▶ Task to complete: Each record should be set down again so that it matches the original exactly.

▶ Exercise input:

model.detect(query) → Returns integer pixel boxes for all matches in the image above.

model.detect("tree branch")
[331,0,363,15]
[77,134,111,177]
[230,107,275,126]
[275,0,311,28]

▶ Task output:
model.detect(query) → Returns integer pixel boxes for all matches in the image above.

model.detect("tree branch")
[331,0,363,15]
[77,134,111,177]
[230,107,275,126]
[275,0,311,28]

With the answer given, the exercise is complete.